Problem set -
a - Using the column on Nancy Pelosi and Taiwan below, answer these questions:
(i) Whom did Pelosi meet before the press event she spoke at?
(ii) What kind of agreement did she say "might be possible, and soon"?
(iii) Who introduced the Taiwan Policy Act of 2022?
b - Proceed with the column on Nancy Pelosi and Taiwan below, writing on from its final sentence.

Passage to read -

____________

(September 1, 2022 / JNS) Speaker of the House Nancy Pelosi cares deeply about the people of Taiwan, as she has throughout her long career. That’s my story and I’m going to try my darndest to stick to it as I write this column.
Her visit to the self-governing island earlier this month displayed her commitment to this beleaguered democracy. At a press event following her meeting with President Tsai Ing-wen, she said her goal was to make Taiwan’s security relationship with the United States “stronger and up to date.” She emphasized: “And we don’t want anything to happen to Taiwan by force.”
She also pledged to boost America’s economic relationship with Taiwan, in particular a “trade agreement that might be possible, and soon.”
So, what has she done to fulfill these promises since her return to Washington? Not much, far as I can tell.
That’s a problem because—apologies to Woody Allen—80 percent of success is not just showing up.
Nancy Pelosi is a lioness in winter. Her days as a political powerhouse probably end after the November elections. There are steps she can take to strengthen Taiwan and more effectively deter China’s rulers, but she needs to act quickly and boldly.
She might start with the Taiwan Policy Act of 2022, introduced by Senate Foreign Relations Committee chairman Bob Menendez. Its purpose, as Menendez wrote, is to “develop and put in place a new and more resilient strategy for Taiwan while there is still time.”

____________

Records -
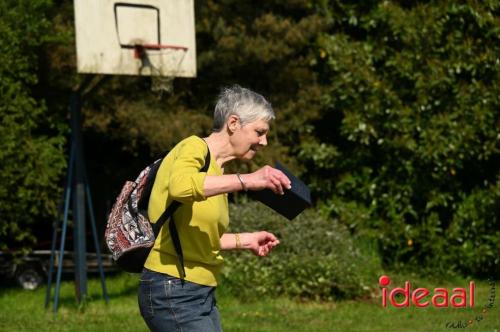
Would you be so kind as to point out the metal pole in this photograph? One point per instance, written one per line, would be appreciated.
(63, 234)
(79, 241)
(66, 198)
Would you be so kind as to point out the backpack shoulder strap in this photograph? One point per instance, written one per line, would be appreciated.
(169, 211)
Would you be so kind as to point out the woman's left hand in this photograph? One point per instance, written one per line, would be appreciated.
(260, 243)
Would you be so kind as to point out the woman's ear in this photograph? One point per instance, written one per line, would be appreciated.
(233, 123)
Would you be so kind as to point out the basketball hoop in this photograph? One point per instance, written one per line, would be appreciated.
(160, 82)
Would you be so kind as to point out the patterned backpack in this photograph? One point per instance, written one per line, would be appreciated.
(129, 233)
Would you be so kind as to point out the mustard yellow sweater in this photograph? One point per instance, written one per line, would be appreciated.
(200, 221)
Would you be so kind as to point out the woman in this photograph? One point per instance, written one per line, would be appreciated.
(167, 302)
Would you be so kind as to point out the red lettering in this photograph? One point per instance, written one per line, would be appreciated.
(459, 293)
(405, 291)
(472, 287)
(384, 297)
(416, 297)
(443, 296)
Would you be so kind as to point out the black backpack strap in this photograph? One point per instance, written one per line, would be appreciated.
(168, 214)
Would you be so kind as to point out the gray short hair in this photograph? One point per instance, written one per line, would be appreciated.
(244, 103)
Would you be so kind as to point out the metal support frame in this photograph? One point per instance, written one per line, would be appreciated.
(77, 189)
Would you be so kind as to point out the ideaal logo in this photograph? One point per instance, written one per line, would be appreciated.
(439, 297)
(423, 297)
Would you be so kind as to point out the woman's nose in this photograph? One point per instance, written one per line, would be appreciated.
(263, 140)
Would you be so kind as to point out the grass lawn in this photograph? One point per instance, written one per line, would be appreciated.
(24, 311)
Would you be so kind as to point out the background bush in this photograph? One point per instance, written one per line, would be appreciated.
(316, 258)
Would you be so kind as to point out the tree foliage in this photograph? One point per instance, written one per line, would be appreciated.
(31, 148)
(389, 110)
(407, 146)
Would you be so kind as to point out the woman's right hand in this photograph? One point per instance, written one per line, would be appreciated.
(267, 178)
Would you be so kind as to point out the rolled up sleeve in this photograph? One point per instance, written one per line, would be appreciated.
(186, 182)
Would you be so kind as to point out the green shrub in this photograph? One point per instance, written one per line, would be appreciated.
(316, 258)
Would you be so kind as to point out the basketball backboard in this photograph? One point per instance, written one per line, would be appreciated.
(136, 37)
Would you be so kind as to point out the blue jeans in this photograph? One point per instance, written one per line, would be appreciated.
(171, 304)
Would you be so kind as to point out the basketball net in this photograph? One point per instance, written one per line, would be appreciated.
(160, 83)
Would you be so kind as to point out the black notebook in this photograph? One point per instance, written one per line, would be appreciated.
(292, 203)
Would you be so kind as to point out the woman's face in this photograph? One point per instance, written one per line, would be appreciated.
(250, 138)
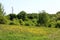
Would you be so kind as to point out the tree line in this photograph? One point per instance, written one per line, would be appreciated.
(41, 19)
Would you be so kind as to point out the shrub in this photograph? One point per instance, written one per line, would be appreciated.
(21, 22)
(57, 24)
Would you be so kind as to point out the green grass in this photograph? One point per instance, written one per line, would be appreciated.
(14, 32)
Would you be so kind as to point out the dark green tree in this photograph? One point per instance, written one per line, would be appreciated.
(12, 16)
(43, 18)
(22, 15)
(2, 19)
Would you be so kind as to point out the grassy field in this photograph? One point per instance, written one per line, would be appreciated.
(14, 32)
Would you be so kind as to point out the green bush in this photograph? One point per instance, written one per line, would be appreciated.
(14, 22)
(21, 22)
(57, 24)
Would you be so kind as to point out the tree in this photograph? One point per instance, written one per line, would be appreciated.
(12, 16)
(22, 15)
(2, 19)
(43, 18)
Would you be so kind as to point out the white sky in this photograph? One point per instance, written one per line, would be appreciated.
(50, 6)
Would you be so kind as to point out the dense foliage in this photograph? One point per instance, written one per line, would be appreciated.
(30, 19)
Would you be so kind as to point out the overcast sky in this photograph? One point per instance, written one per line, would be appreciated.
(50, 6)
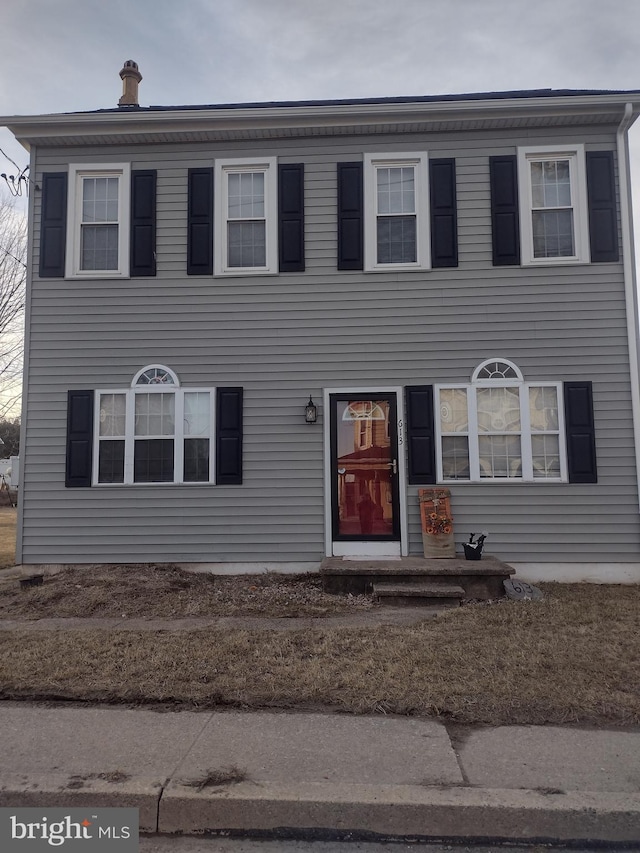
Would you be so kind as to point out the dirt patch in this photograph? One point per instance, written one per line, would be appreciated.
(217, 778)
(161, 591)
(573, 658)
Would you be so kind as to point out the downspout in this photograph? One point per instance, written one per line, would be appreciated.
(629, 272)
(27, 348)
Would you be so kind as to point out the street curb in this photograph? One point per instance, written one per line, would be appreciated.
(60, 790)
(399, 811)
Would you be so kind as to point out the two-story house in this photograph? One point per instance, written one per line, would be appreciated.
(254, 331)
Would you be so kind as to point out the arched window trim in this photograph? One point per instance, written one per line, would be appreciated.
(528, 450)
(136, 383)
(504, 380)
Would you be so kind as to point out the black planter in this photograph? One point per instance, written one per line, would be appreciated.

____________

Expected answers -
a -
(i) President Tsai Ing-wen
(ii) A trade agreement
(iii) Senate Foreign Relations Committee chairman Bob Menendez

b -
The bipartisan bill would help the Taiwanese with defense training and planning, as well as provide $4.5 billion in security assistance—funds Taiwan would use to purchase U.S. weapons systems already approved for sale under both the Trump and Biden administrations.
The better trained and armed the Taiwanese are, the less likely that Xi Jinping will wage war on them. A more colorful—if by now clichéd—way to say this: Taiwan needs to become a porcupine—tough for a predator to swallow.
Speaker Pelosi should be pressing the House Foreign Affairs Committee to advance a companion version of the Taiwan Policy Act, as well as making plans for the full House to consider such legislation before the end of the fiscal year.
Moving on to the U.S.-Taiwan economic relationship: Where’s her legislation establishing a free trade agreement that would reduce Taiwan’s economic reliance on Beijing, currently its top trading partner?
She’d find many allies for that across the aisle. Getting President Biden on board will be more challenging, but she’s no slacker when it comes to arm-twisting.
And does she support renewal of trade promotion authority to give the White House a way to fast-track trade deals in Congress?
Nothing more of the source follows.